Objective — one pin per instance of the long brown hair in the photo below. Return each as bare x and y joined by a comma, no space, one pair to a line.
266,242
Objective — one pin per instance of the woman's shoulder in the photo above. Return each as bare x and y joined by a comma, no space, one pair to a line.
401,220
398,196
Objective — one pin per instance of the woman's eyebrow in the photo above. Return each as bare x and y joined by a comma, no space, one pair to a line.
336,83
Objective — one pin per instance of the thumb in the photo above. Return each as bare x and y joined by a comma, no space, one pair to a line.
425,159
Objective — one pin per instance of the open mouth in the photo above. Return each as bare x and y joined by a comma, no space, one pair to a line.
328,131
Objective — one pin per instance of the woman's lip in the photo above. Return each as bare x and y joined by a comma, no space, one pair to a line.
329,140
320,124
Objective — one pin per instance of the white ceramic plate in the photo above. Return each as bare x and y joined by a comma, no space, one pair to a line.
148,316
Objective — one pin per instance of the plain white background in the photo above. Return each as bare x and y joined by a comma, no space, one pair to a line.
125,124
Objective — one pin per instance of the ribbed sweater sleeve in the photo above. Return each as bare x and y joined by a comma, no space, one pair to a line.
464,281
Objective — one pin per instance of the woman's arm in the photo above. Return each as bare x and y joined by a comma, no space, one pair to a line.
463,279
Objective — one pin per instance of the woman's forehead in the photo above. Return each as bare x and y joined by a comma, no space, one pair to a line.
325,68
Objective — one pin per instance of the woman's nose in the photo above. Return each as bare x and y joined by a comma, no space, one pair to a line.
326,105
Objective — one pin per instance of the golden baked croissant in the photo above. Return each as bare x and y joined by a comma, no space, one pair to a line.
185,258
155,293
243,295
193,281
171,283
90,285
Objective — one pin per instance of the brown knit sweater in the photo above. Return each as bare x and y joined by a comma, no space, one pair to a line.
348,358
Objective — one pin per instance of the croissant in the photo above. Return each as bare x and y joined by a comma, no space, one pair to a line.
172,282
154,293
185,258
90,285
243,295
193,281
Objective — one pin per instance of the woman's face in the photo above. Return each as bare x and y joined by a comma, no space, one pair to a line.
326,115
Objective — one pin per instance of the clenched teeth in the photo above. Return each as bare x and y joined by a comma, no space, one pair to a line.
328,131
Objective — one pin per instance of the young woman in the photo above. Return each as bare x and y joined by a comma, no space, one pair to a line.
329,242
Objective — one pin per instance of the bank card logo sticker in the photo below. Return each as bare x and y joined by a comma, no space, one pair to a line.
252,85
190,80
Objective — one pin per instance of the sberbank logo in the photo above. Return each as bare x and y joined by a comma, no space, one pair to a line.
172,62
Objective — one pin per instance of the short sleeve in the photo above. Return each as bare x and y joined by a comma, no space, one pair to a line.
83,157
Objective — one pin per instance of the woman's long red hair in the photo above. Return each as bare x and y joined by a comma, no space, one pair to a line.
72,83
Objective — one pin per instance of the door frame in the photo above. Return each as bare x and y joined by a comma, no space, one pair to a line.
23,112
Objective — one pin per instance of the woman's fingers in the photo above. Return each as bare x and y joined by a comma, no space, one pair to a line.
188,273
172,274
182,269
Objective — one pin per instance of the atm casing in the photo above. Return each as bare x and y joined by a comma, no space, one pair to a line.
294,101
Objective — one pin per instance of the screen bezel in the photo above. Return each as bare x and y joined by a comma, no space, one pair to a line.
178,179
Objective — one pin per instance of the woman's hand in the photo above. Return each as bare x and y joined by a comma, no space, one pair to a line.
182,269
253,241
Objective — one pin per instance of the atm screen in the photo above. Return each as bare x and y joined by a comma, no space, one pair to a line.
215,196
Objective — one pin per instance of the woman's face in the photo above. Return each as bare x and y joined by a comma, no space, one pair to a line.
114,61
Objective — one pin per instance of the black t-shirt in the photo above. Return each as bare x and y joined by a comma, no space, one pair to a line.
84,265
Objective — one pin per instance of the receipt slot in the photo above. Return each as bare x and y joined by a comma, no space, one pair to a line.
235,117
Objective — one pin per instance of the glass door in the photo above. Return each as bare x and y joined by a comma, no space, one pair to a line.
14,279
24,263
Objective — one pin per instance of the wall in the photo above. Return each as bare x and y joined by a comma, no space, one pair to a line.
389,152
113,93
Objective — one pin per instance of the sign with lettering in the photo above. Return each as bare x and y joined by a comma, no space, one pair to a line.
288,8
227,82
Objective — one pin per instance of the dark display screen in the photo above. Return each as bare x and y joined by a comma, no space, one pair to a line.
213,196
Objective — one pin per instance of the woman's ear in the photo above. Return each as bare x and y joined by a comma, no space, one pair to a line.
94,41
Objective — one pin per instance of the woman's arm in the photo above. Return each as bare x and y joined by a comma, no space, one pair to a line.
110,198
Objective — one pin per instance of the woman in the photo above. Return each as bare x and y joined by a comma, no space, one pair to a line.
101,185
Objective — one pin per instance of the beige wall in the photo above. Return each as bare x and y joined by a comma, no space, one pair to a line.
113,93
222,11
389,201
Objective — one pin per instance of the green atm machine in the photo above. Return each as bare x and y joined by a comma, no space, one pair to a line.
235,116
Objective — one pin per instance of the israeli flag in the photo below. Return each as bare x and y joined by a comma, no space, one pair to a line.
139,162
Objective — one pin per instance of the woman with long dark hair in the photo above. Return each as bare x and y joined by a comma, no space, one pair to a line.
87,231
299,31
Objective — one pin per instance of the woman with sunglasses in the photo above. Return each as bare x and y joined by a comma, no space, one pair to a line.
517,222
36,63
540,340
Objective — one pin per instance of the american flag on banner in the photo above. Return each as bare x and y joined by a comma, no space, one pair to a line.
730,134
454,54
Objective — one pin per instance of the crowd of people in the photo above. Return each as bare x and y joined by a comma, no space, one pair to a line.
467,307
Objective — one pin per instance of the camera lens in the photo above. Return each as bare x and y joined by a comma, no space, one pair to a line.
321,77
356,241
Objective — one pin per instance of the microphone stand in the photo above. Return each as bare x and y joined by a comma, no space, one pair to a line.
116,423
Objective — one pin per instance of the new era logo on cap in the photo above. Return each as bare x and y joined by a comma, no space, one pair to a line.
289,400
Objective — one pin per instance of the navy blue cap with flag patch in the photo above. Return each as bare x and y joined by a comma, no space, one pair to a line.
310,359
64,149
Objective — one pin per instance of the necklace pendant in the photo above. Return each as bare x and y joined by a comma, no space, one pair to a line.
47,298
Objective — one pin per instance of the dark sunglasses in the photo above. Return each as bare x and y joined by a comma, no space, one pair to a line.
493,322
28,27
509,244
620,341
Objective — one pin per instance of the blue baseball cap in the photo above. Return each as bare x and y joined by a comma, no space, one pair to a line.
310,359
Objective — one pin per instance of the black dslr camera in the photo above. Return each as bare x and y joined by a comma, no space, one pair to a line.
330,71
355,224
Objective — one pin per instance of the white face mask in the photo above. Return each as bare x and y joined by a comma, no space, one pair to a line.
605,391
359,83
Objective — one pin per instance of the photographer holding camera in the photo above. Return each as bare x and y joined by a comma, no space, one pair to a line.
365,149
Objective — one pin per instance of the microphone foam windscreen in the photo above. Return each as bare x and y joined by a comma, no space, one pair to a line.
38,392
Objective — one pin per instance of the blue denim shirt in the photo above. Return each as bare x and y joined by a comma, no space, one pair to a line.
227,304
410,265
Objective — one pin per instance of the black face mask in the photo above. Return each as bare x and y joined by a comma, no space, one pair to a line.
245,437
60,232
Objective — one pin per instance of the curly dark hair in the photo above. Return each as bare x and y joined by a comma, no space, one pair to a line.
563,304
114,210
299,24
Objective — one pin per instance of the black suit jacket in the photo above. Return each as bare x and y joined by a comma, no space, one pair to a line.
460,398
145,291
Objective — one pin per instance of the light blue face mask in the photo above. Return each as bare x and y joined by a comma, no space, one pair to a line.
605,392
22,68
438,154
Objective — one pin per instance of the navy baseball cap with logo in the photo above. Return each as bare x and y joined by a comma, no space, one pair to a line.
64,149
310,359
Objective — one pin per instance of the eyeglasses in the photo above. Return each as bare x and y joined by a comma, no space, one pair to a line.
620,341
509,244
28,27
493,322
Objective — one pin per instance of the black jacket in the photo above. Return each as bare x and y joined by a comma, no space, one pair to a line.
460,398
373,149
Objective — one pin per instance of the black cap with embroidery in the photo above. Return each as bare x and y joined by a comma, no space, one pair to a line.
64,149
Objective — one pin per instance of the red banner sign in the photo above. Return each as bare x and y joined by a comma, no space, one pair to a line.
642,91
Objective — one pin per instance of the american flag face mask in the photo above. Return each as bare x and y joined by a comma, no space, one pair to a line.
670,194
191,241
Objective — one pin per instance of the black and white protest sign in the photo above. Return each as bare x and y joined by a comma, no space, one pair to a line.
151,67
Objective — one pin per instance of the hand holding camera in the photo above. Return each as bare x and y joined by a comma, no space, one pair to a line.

## Brief
Starting with the line that contains "Objective — one pin per instance of the black cap" and going on through the end of the records above, write those lines out again with the requests included. Add 48 to every x and y coordinate in the answers.

## Written reply
Objective — one pin per instance of the black cap with embroidery in the photo above. Return each as bare x and y joined by a comma, no space, one pair to a line.
112,197
Objective — one pin per instance of the red banner sign in the photo above. Return each as bare x and y joined by a comma, no space, one pair to a line.
690,139
Objective — one pin per instance of the american flag face mask in the photo above. Return each as bare x and y joined by a comma, no space, one pair to a line.
718,242
239,289
Objective — one pin per instance of the black and white protest sign in the photo above. Return each as bare x and y joined by a comma, no space, one pair to a line.
199,115
Objective — one pin per instance of the hand holding camera in the photo above. Return each as bare x and y joined by a comma, no space, one pair to a line.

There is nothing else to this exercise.